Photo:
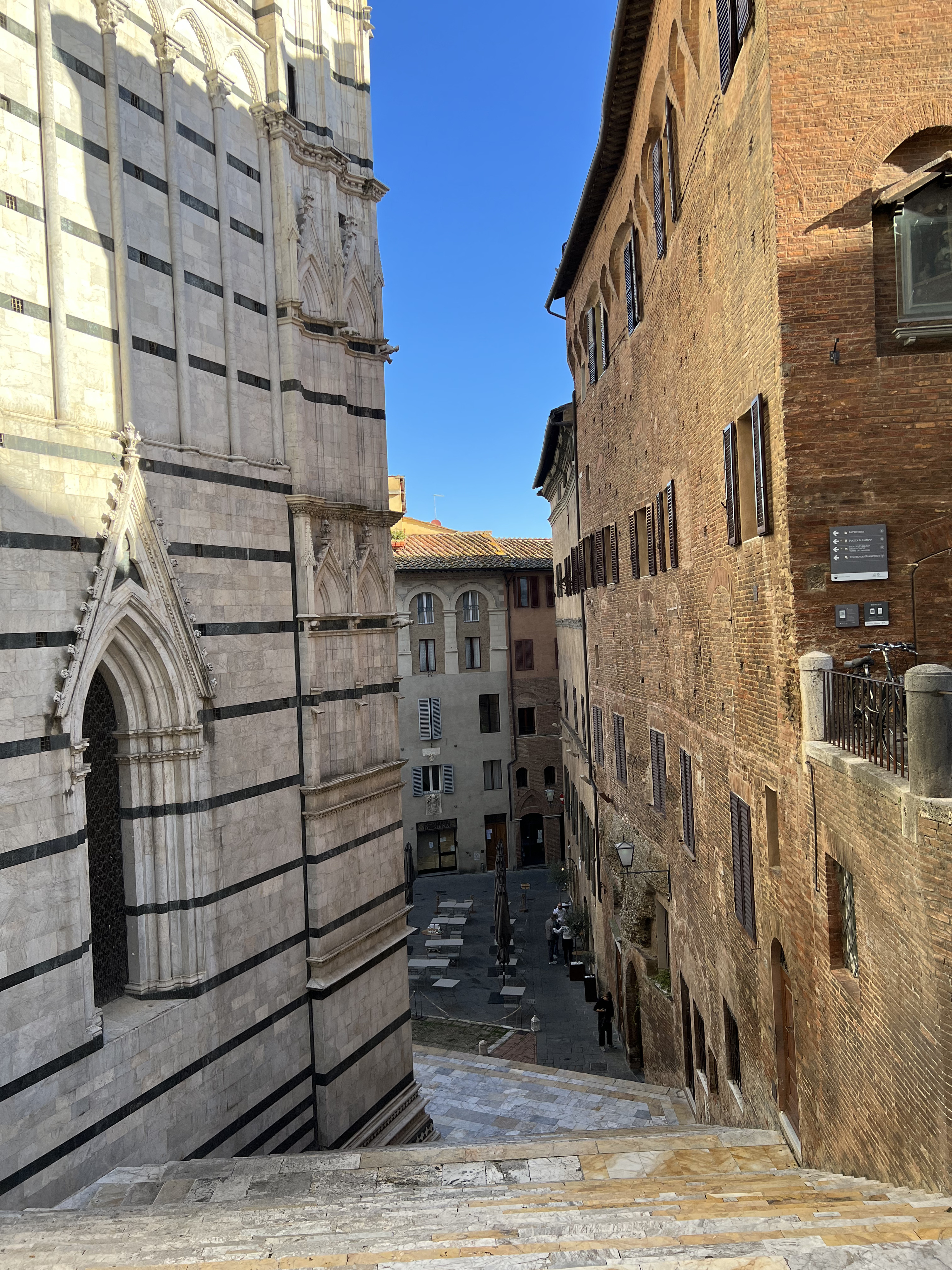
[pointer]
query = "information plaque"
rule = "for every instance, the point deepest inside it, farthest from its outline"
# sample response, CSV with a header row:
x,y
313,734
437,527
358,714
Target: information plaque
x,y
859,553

━━━

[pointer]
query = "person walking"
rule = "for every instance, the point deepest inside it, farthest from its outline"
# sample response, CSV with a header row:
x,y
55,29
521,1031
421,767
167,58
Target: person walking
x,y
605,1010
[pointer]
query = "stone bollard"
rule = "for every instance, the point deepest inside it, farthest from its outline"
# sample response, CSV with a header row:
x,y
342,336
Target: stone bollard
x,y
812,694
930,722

━━━

#### WHAT THE TASK ASKS
In the listing, find all lines with the string "query" and copy them.

#### EXPECTED OUTPUT
query = "information plaque"
query = "person walking"
query = "stone bollard"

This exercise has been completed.